====== Datos de entrada

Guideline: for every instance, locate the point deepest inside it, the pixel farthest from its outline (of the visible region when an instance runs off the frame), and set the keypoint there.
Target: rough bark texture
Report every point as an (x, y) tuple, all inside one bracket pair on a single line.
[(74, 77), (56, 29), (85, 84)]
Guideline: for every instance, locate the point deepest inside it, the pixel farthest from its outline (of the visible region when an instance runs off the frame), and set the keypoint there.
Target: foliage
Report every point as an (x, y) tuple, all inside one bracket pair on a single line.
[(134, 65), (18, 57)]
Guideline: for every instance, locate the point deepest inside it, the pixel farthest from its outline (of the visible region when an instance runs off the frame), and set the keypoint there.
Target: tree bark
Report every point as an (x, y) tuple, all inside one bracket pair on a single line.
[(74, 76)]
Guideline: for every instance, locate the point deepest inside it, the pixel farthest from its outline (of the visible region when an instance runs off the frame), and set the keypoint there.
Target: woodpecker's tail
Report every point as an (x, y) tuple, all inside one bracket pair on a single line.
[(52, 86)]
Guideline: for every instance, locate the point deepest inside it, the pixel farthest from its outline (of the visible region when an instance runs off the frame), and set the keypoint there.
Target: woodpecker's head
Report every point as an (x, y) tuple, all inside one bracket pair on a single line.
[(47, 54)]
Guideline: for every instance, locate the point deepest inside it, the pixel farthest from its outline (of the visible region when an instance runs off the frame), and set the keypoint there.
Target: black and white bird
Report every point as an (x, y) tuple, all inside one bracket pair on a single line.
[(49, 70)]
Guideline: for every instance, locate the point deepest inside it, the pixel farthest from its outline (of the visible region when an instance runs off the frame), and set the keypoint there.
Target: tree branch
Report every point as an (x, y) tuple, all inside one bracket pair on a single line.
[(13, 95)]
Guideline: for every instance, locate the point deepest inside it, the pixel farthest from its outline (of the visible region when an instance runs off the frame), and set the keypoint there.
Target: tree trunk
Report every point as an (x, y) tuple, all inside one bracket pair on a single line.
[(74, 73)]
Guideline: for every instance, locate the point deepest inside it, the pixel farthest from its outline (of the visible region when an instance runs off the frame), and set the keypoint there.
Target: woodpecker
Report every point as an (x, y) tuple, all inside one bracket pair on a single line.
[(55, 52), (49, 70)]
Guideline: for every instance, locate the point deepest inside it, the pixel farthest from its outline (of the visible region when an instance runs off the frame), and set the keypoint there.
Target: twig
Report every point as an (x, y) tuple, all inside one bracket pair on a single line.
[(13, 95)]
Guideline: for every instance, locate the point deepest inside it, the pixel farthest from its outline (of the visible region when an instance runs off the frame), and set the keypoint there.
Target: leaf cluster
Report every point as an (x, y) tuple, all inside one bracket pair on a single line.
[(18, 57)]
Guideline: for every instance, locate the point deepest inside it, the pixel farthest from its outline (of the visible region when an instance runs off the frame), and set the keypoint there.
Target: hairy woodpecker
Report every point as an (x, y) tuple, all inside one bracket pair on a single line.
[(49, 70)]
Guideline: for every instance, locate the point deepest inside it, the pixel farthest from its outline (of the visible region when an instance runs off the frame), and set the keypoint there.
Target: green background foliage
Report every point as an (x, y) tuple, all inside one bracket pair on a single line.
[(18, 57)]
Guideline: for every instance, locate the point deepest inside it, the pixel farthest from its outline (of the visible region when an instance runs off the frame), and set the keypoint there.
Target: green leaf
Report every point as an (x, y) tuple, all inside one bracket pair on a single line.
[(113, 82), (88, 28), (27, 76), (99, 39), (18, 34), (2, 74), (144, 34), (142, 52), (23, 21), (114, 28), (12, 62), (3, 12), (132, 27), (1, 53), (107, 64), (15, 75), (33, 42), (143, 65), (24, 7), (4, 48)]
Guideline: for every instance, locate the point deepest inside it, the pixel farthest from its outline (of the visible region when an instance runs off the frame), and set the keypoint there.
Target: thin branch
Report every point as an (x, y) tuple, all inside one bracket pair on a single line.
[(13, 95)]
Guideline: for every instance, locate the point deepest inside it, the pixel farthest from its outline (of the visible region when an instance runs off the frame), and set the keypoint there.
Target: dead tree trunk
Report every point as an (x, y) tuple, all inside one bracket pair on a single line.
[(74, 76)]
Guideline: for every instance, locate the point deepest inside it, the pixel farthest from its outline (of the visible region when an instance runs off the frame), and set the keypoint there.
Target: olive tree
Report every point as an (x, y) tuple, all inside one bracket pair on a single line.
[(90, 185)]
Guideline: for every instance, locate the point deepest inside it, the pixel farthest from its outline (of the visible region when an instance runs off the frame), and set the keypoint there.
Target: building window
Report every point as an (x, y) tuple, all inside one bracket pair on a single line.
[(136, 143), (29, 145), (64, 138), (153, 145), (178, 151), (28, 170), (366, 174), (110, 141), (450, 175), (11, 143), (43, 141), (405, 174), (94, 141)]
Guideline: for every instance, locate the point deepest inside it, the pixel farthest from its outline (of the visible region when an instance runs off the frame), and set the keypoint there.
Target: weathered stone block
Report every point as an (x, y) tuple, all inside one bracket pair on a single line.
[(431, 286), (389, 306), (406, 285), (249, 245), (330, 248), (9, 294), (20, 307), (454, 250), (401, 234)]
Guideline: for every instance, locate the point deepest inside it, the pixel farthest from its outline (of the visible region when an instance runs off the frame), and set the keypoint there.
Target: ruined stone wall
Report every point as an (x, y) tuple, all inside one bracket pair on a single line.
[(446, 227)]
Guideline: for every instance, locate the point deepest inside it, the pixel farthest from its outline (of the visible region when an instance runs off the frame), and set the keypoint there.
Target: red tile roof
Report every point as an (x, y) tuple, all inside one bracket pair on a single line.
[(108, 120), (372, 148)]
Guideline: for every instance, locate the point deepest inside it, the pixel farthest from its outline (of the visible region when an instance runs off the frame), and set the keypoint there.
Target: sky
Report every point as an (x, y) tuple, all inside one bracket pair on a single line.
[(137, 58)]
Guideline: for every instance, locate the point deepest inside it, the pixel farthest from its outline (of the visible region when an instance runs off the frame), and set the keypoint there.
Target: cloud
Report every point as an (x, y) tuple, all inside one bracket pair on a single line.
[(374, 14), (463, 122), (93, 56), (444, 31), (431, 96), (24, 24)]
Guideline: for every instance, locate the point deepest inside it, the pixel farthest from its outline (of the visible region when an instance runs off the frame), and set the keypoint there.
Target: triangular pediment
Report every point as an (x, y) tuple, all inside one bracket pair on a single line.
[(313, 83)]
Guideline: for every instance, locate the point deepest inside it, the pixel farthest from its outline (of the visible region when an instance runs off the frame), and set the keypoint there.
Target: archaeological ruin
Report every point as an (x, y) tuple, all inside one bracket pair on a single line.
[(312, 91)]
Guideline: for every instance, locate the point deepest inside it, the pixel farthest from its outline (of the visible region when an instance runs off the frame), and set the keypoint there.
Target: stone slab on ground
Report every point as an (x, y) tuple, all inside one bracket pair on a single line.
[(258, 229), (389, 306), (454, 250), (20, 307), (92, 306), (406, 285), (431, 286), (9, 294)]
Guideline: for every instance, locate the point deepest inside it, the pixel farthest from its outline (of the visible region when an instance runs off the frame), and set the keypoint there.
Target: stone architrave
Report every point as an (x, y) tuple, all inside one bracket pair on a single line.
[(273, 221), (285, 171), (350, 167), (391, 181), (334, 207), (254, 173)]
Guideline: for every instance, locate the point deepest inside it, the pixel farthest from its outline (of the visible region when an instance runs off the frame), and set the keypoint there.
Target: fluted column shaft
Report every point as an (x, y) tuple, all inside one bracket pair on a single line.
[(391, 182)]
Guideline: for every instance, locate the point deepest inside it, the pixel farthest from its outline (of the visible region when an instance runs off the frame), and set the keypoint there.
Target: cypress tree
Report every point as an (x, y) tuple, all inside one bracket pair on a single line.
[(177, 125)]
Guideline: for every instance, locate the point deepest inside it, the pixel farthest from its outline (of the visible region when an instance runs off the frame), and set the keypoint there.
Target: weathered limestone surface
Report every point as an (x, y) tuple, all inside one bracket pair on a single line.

============

● Qué trabajar
¿Puedes reproducir sin ningún cambio los registros anteriores, empezando por el principio y terminando en la línea que contiene "[(134, 65), (18, 57)]", ambos extremos incluidos?

● Resultado del ejercicio
Guideline: for every instance, locate the point deepest inside it, the pixel farthest from its outline (of the visible region when an instance runs off the frame), and set the keypoint there.
Target: rough bark texture
Report every point as an (x, y) tuple, all inside one bracket pair on a single line.
[(74, 77), (56, 29), (85, 84)]
Guideline: for every instance, locate the point deepest inside it, the pixel farthest from its outline (of the visible region when an instance runs off the frame), and set the keypoint there.
Target: foliage
Report every point as an (x, y) tuple, all inside one bracket pair on a single line.
[(134, 65), (18, 57)]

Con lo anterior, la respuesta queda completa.